→ Problems and tasks:
(a) In the passage on Chobani's rebrand, what tagline did the company adopt?
(b) Extract word for word the stretch of the passage on Chobani's rebrand that begins at the words "Naturally, this meant" and stops after "look remarkably similar.".
(c) Extend the passage on Chobani's rebrand by writing what comes after its final sentence.

→ Extract provided:
Naturally, this meant that more yogurt makers entered the Greek yogurt space, and today you’ll find store brands and traditional yogurt brands with their own Greek yogurt sub-brands. And you may have noticed that a lot of the yogurt packages look remarkably similar.
Crowded Category, Crowded Shelves
Greek yogurt is a far more crowded category than it was a decade ago, and Chobani, which once basically owned the category in American supermarkets, eventually found that it didn’t stand out as much from the competitors. The classic white plastic yogurt cup with a foil lid was everywhere, with fonts, colors, and packaging designs all exhibiting the same basic components: clean, sharp lettering, and photos of fruit, coffee beans or other ingredients reaching out from the individual containers. So Chobani decided it was a good time to rebrand and stand out from the competition once more.
A Rebrand that Zigs When Competitors Zag
Rather than making their packaging brighter, crisper-looking, or more futuristic, they decided to go in the other direction. The new design featured a friendlier-looking serif font, a more off-white than stark white background, and naïf-inspired, watercolor paintings of fruits rather than studio photographic portraits of them. The whole new aesthetic was softer, kinder, and more approachable.
The company also expanded its identity from “yogurt maker” to a “food-focused wellness company,” with a tagline to match: “Fighting for happily ever after.” The new advertising promotes more than just flavor and nutrition and offers consumer tips for things like substituting Greek yogurt for other cooking ingredients like sour cream.

→ Dataset extract:

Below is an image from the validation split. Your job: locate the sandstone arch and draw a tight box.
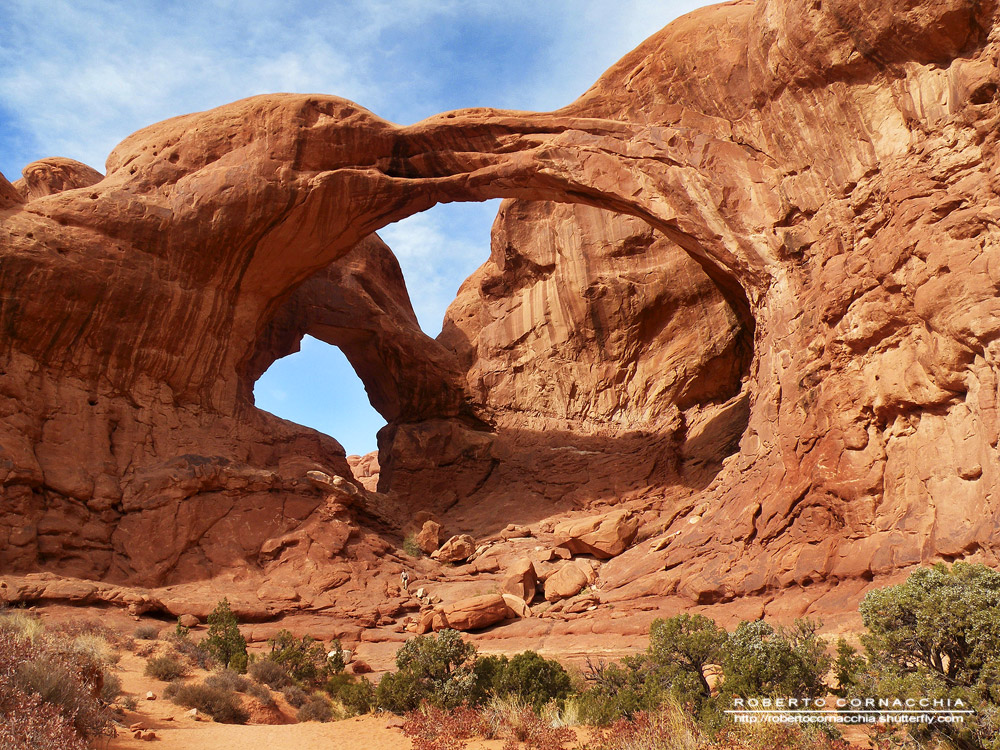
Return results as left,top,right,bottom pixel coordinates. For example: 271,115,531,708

→ The responses:
(a) "Fighting for happily ever after."

(b)
Naturally, this meant that more yogurt makers entered the Greek yogurt space, and today you’ll find store brands and traditional yogurt brands with their own Greek yogurt sub-brands. And you may have noticed that a lot of the yogurt packages look remarkably similar.

(c)
A Bump in the Road
Everything went swimmingly until early January of this year when some consumers noticed a musty smell to the exterior of the new yogurt cups. Naturally, many of them took to social media, and suddenly Chobani was forced to react. By all accounts, they reacted as they should have, acknowledging people’s concerns, figuring out the cause (a thicker-than-necessary coating on some batches of packaging). The company quickly addressed the issue, even offering personal responses, as well as goodies like free yogurt coupons and branded Chobani hats.
Rather than trying to push the problem under the rug, the company was transparent in its engagement with affected consumers and was able to move on from the matter quickly. Could the issue have been avoided? Who can say? But the brand was able to take the situation and learn from it, perhaps providing a lesson in rebranding to others as well.
Rebranding Necessary Even for Category Leaders
The fact is, even category leaders like Chobani sometimes need to rebrand. They may do it proactively, not waiting until they lose category leadership, and they may choose to go in an unexpected direction, as Chobani did with its softer, more folksy approach to packaging. Perhaps the main lesson to be learned from the Chobani rebrand is that it must be a focused effort, with goals and a strong follow-up, in order to maximize success.